MATERIAL FOR THIS EXERCISE>
┌────────

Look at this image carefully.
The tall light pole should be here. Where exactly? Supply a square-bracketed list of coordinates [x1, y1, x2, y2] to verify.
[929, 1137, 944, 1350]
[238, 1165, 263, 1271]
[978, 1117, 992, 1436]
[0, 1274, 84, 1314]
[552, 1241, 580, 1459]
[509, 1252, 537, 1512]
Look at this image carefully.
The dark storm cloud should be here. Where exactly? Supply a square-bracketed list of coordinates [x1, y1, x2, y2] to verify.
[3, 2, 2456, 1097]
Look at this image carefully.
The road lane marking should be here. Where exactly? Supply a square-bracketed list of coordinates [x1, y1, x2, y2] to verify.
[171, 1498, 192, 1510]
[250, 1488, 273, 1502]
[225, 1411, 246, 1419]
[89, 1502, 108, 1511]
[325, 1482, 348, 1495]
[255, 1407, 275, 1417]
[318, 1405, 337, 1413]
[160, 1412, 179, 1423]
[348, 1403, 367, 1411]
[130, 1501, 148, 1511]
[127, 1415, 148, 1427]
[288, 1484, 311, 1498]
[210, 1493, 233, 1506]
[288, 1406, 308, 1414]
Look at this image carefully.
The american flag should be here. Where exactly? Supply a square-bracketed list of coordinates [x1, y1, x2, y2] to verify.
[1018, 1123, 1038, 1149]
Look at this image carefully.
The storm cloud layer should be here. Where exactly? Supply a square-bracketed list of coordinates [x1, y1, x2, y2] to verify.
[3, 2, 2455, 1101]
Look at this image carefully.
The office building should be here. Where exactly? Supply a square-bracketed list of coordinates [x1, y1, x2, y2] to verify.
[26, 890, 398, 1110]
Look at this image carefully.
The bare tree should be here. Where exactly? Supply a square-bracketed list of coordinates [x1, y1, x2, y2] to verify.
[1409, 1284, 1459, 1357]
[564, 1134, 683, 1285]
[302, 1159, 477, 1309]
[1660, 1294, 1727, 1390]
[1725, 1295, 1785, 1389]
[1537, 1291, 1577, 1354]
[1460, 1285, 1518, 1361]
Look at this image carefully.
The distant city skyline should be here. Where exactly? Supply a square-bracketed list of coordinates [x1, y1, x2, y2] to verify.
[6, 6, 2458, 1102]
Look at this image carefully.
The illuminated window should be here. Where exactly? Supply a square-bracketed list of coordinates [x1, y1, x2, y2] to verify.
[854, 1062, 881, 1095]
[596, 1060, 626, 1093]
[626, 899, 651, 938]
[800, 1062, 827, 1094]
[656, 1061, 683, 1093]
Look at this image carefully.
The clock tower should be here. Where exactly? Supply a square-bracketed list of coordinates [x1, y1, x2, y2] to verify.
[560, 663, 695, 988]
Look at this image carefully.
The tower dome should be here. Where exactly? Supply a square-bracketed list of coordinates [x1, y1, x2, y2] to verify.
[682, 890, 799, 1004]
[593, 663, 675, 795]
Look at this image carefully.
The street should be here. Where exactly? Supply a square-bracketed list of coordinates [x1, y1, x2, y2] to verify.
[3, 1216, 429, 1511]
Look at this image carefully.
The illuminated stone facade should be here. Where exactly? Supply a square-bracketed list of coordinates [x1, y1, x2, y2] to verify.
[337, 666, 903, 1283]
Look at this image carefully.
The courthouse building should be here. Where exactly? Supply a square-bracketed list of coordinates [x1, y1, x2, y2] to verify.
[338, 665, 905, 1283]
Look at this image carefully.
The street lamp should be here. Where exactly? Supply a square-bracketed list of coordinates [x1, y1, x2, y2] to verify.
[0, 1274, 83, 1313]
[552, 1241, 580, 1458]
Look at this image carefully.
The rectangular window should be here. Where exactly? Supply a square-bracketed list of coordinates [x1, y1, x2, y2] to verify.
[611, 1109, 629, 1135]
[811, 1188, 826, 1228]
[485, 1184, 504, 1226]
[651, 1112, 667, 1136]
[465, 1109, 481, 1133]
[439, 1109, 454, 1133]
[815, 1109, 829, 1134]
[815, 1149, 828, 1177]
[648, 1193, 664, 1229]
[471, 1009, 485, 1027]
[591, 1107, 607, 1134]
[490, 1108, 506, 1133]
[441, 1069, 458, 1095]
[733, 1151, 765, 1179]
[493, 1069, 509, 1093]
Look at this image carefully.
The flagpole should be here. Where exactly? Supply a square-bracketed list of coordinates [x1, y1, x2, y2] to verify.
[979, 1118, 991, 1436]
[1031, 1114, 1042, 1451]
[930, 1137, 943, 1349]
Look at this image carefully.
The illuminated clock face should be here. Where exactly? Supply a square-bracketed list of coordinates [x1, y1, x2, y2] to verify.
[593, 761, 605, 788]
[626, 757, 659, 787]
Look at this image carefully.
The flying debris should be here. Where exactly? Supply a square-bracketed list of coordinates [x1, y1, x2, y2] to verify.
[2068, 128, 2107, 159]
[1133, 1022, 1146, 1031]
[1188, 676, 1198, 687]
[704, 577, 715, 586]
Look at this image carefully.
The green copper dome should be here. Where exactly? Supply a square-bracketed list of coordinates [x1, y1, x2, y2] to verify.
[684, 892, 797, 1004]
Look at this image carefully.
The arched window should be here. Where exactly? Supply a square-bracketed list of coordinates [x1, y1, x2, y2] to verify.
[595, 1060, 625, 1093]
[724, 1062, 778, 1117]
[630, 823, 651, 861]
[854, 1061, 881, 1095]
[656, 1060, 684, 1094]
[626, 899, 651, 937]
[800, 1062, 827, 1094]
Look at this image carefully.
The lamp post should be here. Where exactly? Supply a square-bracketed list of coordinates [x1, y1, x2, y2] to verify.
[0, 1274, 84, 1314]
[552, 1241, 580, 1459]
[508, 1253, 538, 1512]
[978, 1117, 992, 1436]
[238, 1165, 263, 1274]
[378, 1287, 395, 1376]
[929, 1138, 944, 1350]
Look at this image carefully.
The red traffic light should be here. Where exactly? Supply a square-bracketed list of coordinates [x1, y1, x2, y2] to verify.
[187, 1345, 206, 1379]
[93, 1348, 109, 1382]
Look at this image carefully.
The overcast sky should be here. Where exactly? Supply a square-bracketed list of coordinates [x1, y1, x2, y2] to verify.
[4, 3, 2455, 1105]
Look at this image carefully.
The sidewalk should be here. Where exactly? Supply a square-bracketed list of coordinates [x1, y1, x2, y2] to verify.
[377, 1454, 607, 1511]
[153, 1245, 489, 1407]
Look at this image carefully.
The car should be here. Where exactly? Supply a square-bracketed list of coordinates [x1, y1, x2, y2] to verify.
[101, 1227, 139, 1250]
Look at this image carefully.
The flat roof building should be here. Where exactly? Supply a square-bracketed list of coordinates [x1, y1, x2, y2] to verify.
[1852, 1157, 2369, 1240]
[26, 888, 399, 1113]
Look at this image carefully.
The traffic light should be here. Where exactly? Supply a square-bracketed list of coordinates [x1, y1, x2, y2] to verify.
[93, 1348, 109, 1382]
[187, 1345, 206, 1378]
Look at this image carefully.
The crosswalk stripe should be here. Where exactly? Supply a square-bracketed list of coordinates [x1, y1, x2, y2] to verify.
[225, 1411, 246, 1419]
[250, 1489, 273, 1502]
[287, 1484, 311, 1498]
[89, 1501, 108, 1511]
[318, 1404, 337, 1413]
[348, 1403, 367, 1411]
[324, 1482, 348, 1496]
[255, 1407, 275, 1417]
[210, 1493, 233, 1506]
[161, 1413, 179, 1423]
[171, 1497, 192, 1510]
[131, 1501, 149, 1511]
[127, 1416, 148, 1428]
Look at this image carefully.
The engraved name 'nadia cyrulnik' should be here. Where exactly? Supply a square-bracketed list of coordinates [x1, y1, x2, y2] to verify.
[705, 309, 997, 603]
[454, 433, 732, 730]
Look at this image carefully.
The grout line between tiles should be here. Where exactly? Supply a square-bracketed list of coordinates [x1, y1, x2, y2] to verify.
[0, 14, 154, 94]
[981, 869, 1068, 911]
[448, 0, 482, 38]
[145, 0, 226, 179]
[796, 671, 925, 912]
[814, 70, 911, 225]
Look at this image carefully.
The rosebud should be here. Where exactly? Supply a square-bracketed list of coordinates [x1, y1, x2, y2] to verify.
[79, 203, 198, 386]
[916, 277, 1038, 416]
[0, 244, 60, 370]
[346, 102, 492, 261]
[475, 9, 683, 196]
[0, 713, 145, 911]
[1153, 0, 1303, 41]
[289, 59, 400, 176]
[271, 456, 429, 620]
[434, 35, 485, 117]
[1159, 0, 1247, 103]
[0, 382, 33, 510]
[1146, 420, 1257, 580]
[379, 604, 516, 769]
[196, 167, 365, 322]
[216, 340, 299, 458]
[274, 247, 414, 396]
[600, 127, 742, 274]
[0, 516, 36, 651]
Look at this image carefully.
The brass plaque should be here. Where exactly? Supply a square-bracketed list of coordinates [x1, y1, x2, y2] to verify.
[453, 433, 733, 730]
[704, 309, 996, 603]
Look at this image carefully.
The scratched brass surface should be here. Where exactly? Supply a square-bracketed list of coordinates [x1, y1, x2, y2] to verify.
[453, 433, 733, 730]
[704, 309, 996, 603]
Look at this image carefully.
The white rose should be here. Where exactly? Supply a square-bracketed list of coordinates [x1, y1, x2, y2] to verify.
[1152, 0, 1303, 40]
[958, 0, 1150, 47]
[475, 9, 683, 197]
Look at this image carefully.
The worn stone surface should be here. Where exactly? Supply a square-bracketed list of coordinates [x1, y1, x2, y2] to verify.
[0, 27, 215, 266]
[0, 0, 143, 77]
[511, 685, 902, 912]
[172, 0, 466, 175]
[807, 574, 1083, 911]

└────────

HOW TO COMPLETE THIS TASK> Beginning with the line containing "The brass plaque", repeat each line of the listing above, exactly, through the last one, and stop there.

ANSWER FOR THE TASK>
The brass plaque should be here. Where exactly? Supply a square-bracketed list of coordinates [x1, y1, x2, y2] to verify.
[453, 433, 733, 730]
[704, 309, 996, 603]
Look at this image carefully.
The scratched brass surface should be here. Where exactly? Supply a square-bracketed list of coordinates [x1, y1, x2, y2] to verify.
[453, 433, 733, 730]
[704, 309, 996, 603]
Look at this image carefully.
The white rose should be here. Where exactly? Supply a square-bracketed list of coordinates [x1, y1, x2, y2] to verify.
[1152, 0, 1303, 40]
[958, 0, 1150, 47]
[475, 9, 683, 197]
Look at this image carefully.
The worn stone surface should be here. Where exactly? Supply a square-bracketed list of coordinates [x1, y1, x2, y2] to verify.
[0, 27, 215, 266]
[0, 0, 143, 77]
[511, 685, 902, 912]
[172, 0, 466, 175]
[807, 574, 1083, 911]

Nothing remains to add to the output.